→ Task description: Drop every picture and give the entries back exactly.

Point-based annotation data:
========

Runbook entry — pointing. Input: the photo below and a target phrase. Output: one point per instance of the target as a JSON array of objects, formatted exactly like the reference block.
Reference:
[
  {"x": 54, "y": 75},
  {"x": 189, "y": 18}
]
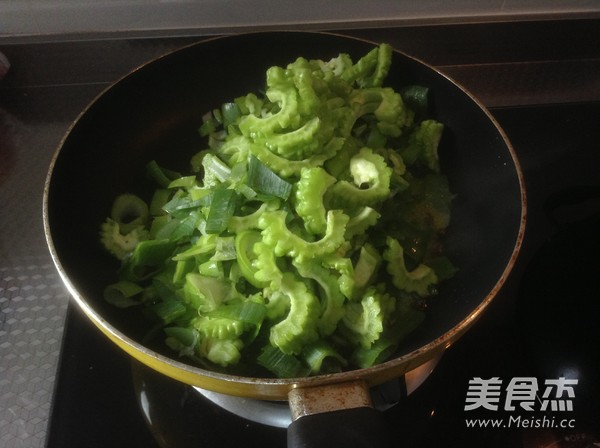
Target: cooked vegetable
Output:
[{"x": 307, "y": 232}]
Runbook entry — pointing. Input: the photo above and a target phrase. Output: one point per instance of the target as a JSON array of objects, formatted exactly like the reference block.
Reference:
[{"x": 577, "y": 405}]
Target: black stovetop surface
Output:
[{"x": 542, "y": 325}]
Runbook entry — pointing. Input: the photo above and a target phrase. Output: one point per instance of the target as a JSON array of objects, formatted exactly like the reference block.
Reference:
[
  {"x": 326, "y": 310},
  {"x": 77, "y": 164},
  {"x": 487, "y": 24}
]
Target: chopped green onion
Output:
[
  {"x": 223, "y": 206},
  {"x": 122, "y": 293},
  {"x": 280, "y": 364},
  {"x": 129, "y": 212},
  {"x": 169, "y": 310},
  {"x": 263, "y": 180}
]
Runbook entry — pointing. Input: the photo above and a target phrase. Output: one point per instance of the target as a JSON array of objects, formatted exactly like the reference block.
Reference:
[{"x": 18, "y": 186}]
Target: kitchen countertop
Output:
[{"x": 49, "y": 84}]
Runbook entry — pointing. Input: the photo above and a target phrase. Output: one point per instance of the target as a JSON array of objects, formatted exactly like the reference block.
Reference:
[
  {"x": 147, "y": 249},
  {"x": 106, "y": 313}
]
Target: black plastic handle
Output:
[{"x": 347, "y": 428}]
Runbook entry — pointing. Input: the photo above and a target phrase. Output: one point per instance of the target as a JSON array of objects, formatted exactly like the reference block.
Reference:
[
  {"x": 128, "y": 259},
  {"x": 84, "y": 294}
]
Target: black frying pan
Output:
[{"x": 154, "y": 113}]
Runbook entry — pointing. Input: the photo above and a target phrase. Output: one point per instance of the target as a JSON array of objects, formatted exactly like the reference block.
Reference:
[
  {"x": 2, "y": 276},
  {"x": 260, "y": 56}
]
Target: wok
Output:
[{"x": 154, "y": 113}]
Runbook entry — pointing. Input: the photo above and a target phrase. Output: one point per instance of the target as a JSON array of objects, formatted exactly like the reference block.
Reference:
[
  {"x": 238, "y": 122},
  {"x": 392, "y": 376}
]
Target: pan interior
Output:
[{"x": 154, "y": 113}]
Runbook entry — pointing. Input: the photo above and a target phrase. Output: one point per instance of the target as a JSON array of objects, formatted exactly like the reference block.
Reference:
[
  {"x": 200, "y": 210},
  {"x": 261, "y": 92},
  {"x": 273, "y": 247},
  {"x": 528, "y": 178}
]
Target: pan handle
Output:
[{"x": 332, "y": 416}]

========

→ Full response:
Runbook entry — pointing. Input: the photo below and a target phrase. Output: one point per instance of the target as a JSON array of objects, formatted exactly like the reference block.
Reference:
[
  {"x": 54, "y": 75},
  {"x": 189, "y": 18}
]
Target: cooked vegetable
Output:
[{"x": 307, "y": 232}]
Runbook entry — pointing. Input: the photo above and a target phrase. Output: one point per instance of the target as a JSON array of objects, formatted exactly like the reference block.
Reference:
[{"x": 577, "y": 405}]
Target: black stovetop surface
Output:
[{"x": 542, "y": 325}]
Runbook entry — pointing. Input: the photo above and a target phrase. Output: one point per instance of the target as a JSON array of objects, formatted exactly like the reference block.
Reference:
[
  {"x": 326, "y": 310},
  {"x": 77, "y": 164},
  {"x": 487, "y": 24}
]
Target: chopped green onion
Output:
[
  {"x": 223, "y": 206},
  {"x": 122, "y": 293},
  {"x": 280, "y": 364},
  {"x": 129, "y": 212},
  {"x": 169, "y": 310},
  {"x": 263, "y": 180}
]
Runbook entry — pointing. Input: the photo above and a target phrase. Output: one point per instance of the target as a JSON array of objects, formatted exactly like the reference block.
Reference:
[{"x": 18, "y": 186}]
Target: kitchen countertop
Output:
[{"x": 49, "y": 84}]
Runbook entry — pointing. Input: the photo above and a target phrase. Output: one point per instance of the target as a JSON array of objects, formatted exactly like the reference block.
Reference:
[
  {"x": 147, "y": 249},
  {"x": 106, "y": 313}
]
Target: black plastic handle
Output:
[{"x": 347, "y": 428}]
Runbook entry — pointing. Input: the photo above and a target phrase. Output: one point per instance of the target as a JSON array of objects, formatted exactly like the reference block.
Reference:
[
  {"x": 128, "y": 259},
  {"x": 84, "y": 294}
]
Target: black frying pan
Output:
[{"x": 154, "y": 113}]
Runbook entry — pointing. Input: the photo above and a target phrase. Output: one point per instance of the target as a JSON array of objects, formatted exactly like the reference block.
Reference:
[
  {"x": 2, "y": 276},
  {"x": 260, "y": 56}
]
Target: wok
Output:
[{"x": 154, "y": 113}]
Runbook entry — pointing. Input: the photo above and a target phrase. Output: one point per instance of the target as a JSON array of objects, formatted exactly like the reference block.
Reference:
[
  {"x": 238, "y": 122},
  {"x": 392, "y": 376}
]
Target: pan interior
Output:
[{"x": 154, "y": 113}]
Runbook entry — pointing. Input: the photo above and a target phrase. Output: one point per instance of the target as a JSON array of objects, formatted exactly like the reference block.
Reference:
[
  {"x": 200, "y": 210},
  {"x": 261, "y": 92},
  {"x": 273, "y": 247},
  {"x": 528, "y": 178}
]
Target: pan handle
Output:
[{"x": 332, "y": 416}]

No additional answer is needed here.